Point annotation records
┄┄┄┄┄┄
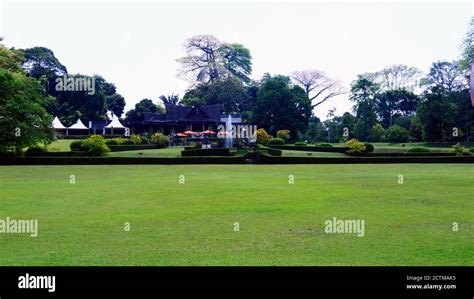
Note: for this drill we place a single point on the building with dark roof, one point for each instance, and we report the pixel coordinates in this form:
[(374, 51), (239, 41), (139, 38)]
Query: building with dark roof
[(182, 118)]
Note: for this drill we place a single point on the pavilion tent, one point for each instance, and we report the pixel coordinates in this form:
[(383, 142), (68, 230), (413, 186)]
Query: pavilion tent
[(114, 124), (79, 125), (57, 125)]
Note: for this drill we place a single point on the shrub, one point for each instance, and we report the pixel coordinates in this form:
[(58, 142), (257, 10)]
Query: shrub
[(458, 149), (355, 146), (76, 145), (397, 134), (126, 141), (95, 144), (262, 136), (36, 149), (112, 141), (276, 141), (145, 140), (369, 148), (160, 140), (418, 150), (324, 145), (283, 134), (136, 139)]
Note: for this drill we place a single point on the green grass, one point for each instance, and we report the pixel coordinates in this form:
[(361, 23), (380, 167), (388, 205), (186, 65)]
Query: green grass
[(280, 223), (170, 152), (60, 145)]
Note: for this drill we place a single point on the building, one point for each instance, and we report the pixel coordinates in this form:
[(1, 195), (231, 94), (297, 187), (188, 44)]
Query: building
[(182, 118)]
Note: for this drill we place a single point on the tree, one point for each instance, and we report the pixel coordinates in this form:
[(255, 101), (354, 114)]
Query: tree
┄┄┄┄┄┄
[Prompt]: Copy the material word for word, from its beginning through the line containing "[(114, 124), (79, 125), (57, 125)]", including that line. Leave the pictures out of your answer.

[Worked answer]:
Note: for this drill we place a single point on the building with dark roof, one point for each instance, and we report the pixel coordinates in this form:
[(374, 51), (239, 41), (139, 38)]
Query: building with dark roof
[(182, 118)]
Note: for this drill we place a single point on the pavilion tent, one point for each instance, and we report the pixel coordinates in this form:
[(383, 142), (68, 230), (413, 186)]
Query: pavilion tent
[(114, 124), (79, 125), (57, 125)]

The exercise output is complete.